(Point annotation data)

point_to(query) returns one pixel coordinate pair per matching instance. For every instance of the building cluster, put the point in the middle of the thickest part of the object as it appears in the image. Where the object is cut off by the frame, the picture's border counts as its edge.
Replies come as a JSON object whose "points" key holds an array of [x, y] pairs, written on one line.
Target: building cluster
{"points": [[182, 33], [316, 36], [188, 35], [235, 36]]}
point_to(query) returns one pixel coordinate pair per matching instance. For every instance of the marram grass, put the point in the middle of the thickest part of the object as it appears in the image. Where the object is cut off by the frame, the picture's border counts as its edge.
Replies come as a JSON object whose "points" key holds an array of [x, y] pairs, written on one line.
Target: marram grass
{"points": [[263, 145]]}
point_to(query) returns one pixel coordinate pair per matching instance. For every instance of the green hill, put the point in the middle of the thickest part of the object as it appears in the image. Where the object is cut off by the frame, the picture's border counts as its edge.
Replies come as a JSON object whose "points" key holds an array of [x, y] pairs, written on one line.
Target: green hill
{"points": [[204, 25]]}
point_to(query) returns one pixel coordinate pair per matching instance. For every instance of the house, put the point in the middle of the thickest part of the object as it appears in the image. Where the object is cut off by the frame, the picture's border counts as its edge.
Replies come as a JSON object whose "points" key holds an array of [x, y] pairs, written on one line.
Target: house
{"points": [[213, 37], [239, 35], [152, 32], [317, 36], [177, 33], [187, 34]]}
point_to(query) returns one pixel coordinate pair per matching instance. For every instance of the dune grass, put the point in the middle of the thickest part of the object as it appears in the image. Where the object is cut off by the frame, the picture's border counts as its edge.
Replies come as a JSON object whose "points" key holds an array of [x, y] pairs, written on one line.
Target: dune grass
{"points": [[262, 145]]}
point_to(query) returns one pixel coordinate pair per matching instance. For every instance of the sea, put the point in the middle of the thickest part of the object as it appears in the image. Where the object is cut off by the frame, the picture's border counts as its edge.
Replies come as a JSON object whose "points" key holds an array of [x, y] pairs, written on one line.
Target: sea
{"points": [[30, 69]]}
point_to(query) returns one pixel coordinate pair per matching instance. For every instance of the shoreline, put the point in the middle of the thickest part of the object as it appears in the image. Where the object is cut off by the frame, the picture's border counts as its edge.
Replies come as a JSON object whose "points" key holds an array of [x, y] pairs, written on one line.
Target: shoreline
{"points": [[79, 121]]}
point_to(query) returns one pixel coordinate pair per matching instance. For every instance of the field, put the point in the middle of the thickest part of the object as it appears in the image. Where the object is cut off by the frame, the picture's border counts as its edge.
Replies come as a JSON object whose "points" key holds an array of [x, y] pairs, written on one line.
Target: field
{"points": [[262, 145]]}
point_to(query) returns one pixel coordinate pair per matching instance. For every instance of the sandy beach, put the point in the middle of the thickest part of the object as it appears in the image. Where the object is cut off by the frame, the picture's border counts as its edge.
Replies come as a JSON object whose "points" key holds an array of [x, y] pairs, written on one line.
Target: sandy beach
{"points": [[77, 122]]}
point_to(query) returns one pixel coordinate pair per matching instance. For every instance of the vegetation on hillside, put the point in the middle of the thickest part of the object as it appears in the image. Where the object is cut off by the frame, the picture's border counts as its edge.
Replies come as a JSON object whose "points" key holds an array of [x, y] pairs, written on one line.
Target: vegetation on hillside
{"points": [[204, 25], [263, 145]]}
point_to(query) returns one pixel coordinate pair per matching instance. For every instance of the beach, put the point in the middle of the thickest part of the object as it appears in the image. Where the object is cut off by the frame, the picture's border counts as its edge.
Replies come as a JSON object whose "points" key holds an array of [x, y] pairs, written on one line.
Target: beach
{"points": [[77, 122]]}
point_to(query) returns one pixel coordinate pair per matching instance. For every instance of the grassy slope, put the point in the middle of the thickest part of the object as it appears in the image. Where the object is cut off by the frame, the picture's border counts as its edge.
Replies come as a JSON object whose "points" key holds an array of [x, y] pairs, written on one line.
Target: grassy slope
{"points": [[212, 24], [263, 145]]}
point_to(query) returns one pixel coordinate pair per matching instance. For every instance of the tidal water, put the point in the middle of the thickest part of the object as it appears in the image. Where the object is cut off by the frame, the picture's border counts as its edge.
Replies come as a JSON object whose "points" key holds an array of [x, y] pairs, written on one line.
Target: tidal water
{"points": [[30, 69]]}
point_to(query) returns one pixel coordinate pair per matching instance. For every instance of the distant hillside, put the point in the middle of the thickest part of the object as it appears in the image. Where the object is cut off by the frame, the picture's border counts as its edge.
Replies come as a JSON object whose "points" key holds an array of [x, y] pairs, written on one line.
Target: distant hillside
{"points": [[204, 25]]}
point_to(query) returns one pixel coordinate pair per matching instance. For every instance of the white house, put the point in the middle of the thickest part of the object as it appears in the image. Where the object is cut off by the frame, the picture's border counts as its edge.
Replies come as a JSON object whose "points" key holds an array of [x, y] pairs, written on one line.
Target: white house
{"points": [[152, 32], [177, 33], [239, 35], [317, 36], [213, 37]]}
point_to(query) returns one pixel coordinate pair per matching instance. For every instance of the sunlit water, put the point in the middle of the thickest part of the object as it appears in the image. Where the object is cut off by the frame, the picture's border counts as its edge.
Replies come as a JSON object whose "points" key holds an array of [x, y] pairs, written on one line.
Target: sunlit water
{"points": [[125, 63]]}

__Instructions for the task__:
Retype all of the data above, line for line, with no changes.

__Full output__:
point_to(query) returns one pixel coordinate pair per matching instance. For every instance of the building cluster, put the point in the middle of the thickest part of the object as it appears in the image. Where the object is cut off by the frame, the picture's border counts as its edge.
Replies come as a JSON object whose "points" key holds an array of [x, y] pairs, written on one line.
Target: building cluster
{"points": [[182, 33], [316, 36], [188, 35], [235, 36]]}
point_to(query) returns one pixel coordinate pair per matching instance. For every instance of the marram grass, put the point in the middle of the thickest part of the object as it appears in the image. Where the object is cut off by the frame, the picture's border counts as its edge.
Replies come as a JSON object whose "points" key holds an array of [x, y] pairs, written on one line.
Target: marram grass
{"points": [[263, 145]]}
point_to(query) returns one pixel coordinate pair per matching instance. For every instance of the green hill, put the point in the middle of the thickest part of the object as it appears in the image. Where the object is cut off by the frame, the picture's border counts as its edge.
Replies come as a JSON object whose "points" key holds an array of [x, y] pairs, written on one line.
Target: green hill
{"points": [[204, 25]]}
point_to(query) returns one pixel coordinate pair per matching instance. For every instance of the house, put the point in the middle of the thickest part of the object as it appears in the image. Where the object is cut off by the frame, the picture's border counts as its edge.
Replies come as a JSON object whose "points" key holds an array of [x, y] pairs, written on one line.
Target: house
{"points": [[213, 37], [239, 35], [152, 32], [317, 36], [177, 33], [187, 34]]}
point_to(query) returns one pixel coordinate pair per matching instance. For every instance of the dune grass, put the point in the middle of the thickest part of the object as it appears in the image. Where the object is cut off by the frame, the picture's border counts as its edge.
Replies come as a JSON object whose "points" key holds an array of [x, y] pairs, written on one line.
Target: dune grass
{"points": [[262, 145]]}
point_to(query) returns one pixel coordinate pair per matching instance. For every instance of the sea, put the point in the middle of the thickest part of the object as it appears in the image. Where the object is cut off by the frame, the picture's border counts as its edge.
Replies come as a JSON object whose "points" key holds an array of [x, y] pairs, written on one line.
Target: sea
{"points": [[30, 69]]}
point_to(query) returns one pixel coordinate pair per matching instance. For every instance of the shoreline, put the point in the middle of the thickest part of the object as it appears in the image. Where the object is cut off by the frame, the picture's border counts as its edge.
Replies come as a JSON object whose "points" key holds an array of [x, y] pairs, written on one line.
Target: shoreline
{"points": [[79, 121]]}
point_to(query) returns one pixel coordinate pair per matching instance. For every instance of the field, put the point in the middle of the thickest part of the object as it appears in the image. Where the object is cut off by the frame, the picture's border counts as its edge.
Replies come as a JSON object whose "points" key holds an array of [x, y] pairs, written on one line.
Target: field
{"points": [[262, 145]]}
point_to(query) returns one pixel coordinate pair per matching instance. For every instance of the sandy beach, put the point in the middle of the thickest part of the object as it appears in the image. Where the object is cut off by the frame, the picture's border counts as its edge.
Replies come as a JSON object whose "points" key holds an array of [x, y] pairs, written on one line.
Target: sandy beach
{"points": [[77, 122]]}
point_to(query) returns one pixel coordinate pair per matching instance. For every instance of the vegetation on hillside, put the point in the middle of the thickest part of the object as it appears in the image. Where the object is cut off by the frame, the picture's border counts as its edge.
Replies come as a JSON object whose "points" key holds an array of [x, y] pairs, written on one line.
Target: vegetation on hillside
{"points": [[204, 25], [263, 145]]}
point_to(query) returns one pixel coordinate pair per matching instance. For every instance of the beach, put the point in the middle of the thickest part of the object as it appears in the image. Where the object is cut off by the frame, the picture's border counts as its edge.
Replies come as a JSON object whose "points" key holds an array of [x, y] pairs, written on one line.
Target: beach
{"points": [[77, 122]]}
point_to(query) returns one pixel coordinate pair per matching instance. For every instance of the grassy slope, put the point in the middle of the thickest part of the object as it appears in the image. Where the object is cut off by the frame, the picture's border counts as its edge.
Replies come as a JSON object whose "points" key holds an array of [x, y] pairs, written on one line.
Target: grassy slope
{"points": [[212, 24], [263, 145]]}
point_to(query) returns one pixel coordinate pair per matching instance. For every instance of the tidal water, put the point in the middle of the thickest part of the object as it appears in the image. Where the object is cut off by the frame, the picture's border counts as its edge.
Replies come as a JSON object whose "points" key holds an array of [x, y] pairs, written on one line.
Target: tidal water
{"points": [[30, 69]]}
point_to(query) returns one pixel coordinate pair per matching instance. For every instance of the distant hillside, put the point in the middle of the thickest part of the object as it appears in the image. Where the object is cut off by the frame, the picture's border counts as its edge.
Replies come as a JSON object whose "points" key holds an array of [x, y] pairs, written on one line.
Target: distant hillside
{"points": [[204, 25]]}
point_to(query) returns one pixel coordinate pair per matching instance. For every instance of the white house, put the point in the middle of the thickest part of the object as it appears in the image. Where the object is cut off by the frame, the picture's border counts as its edge.
Replies come as a JSON object whose "points" key holds an array of [x, y] pairs, written on one line.
Target: white house
{"points": [[152, 32], [177, 33], [239, 35], [317, 36], [213, 37]]}
point_to(query) returns one pixel coordinate pair per matching instance. For every instance of the sunlit water, put the point in the middle of the thickest part of the object as it appears in the image. Where the object is cut off by the frame, the picture's border counts as its edge.
Replies come as a JSON object whose "points" key holds an array of [x, y] pairs, written on one line.
Target: sunlit water
{"points": [[125, 63]]}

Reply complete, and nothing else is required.